## REQUIRED TASK:
Output the material word for word. Leave each picture out.

## PROVIDED DATA:

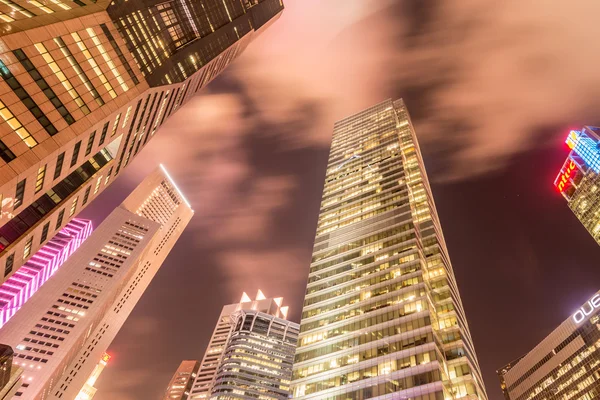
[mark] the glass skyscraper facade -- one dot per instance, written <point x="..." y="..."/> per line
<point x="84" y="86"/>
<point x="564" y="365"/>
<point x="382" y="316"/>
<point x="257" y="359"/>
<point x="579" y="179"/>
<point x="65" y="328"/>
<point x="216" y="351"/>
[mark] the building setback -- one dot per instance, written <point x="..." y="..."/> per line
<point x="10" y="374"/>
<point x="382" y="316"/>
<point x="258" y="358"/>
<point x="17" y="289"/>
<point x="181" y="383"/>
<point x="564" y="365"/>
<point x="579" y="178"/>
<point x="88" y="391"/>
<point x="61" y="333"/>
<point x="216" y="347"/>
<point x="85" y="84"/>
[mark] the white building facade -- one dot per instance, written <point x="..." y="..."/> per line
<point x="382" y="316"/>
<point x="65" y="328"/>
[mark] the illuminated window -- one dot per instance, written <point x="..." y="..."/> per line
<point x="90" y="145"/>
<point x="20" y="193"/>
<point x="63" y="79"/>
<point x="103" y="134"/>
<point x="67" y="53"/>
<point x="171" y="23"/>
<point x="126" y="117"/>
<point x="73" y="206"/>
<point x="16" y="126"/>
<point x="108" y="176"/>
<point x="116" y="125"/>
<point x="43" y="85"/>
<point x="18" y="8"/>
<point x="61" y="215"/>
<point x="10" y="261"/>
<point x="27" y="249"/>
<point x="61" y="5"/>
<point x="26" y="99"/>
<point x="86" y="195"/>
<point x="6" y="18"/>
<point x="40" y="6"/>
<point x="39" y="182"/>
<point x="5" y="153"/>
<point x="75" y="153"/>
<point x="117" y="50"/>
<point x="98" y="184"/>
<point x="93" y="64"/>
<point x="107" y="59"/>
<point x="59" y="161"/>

## COMPLETED TASK:
[mark] the glass skyscraper facade -- one dot per instance, written <point x="..." y="..."/> per line
<point x="84" y="86"/>
<point x="564" y="365"/>
<point x="382" y="316"/>
<point x="257" y="359"/>
<point x="579" y="179"/>
<point x="65" y="328"/>
<point x="216" y="351"/>
[mark] the building setback -- one dot per instance, written <point x="..." y="..."/> per line
<point x="10" y="374"/>
<point x="382" y="316"/>
<point x="258" y="358"/>
<point x="17" y="289"/>
<point x="181" y="383"/>
<point x="564" y="365"/>
<point x="579" y="178"/>
<point x="88" y="391"/>
<point x="61" y="333"/>
<point x="216" y="347"/>
<point x="85" y="84"/>
[mark] the white building facade -- one dot per instance, written <point x="..." y="..."/> per line
<point x="382" y="316"/>
<point x="65" y="328"/>
[mark] the illuminated window -- one dot per instance, written <point x="..." y="..."/> per line
<point x="90" y="145"/>
<point x="20" y="193"/>
<point x="63" y="79"/>
<point x="103" y="134"/>
<point x="67" y="53"/>
<point x="171" y="23"/>
<point x="126" y="117"/>
<point x="73" y="206"/>
<point x="16" y="126"/>
<point x="108" y="176"/>
<point x="116" y="125"/>
<point x="43" y="85"/>
<point x="18" y="8"/>
<point x="61" y="215"/>
<point x="10" y="261"/>
<point x="27" y="249"/>
<point x="61" y="5"/>
<point x="26" y="99"/>
<point x="86" y="195"/>
<point x="6" y="18"/>
<point x="40" y="6"/>
<point x="39" y="182"/>
<point x="5" y="153"/>
<point x="75" y="153"/>
<point x="117" y="50"/>
<point x="98" y="184"/>
<point x="93" y="64"/>
<point x="107" y="59"/>
<point x="59" y="161"/>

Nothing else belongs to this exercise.